DIRECTIONS FOR THIS TASK: Count the lines in the entries below that contain the string "path", matching case exactly, and reply with only that number.

INFORMATION PROVIDED:
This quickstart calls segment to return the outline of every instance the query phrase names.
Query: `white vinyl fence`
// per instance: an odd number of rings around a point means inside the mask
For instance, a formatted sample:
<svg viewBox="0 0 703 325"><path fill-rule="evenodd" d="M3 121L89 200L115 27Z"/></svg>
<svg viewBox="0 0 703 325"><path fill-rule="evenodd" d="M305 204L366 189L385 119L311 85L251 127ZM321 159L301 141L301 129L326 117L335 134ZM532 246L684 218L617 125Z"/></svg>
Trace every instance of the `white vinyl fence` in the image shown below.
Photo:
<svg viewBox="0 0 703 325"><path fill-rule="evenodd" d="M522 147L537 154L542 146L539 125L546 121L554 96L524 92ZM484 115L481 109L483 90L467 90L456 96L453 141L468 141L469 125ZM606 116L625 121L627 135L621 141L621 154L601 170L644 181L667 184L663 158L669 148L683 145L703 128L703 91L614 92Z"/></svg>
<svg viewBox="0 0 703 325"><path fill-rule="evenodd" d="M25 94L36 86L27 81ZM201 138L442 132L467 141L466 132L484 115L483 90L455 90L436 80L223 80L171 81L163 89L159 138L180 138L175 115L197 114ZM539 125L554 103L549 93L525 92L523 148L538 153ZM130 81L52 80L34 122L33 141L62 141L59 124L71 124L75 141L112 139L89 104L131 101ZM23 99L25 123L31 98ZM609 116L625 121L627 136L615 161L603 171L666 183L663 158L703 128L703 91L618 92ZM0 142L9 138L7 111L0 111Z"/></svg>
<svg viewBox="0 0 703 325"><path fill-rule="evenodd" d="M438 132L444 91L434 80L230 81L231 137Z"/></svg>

FINISHED ANSWER: 5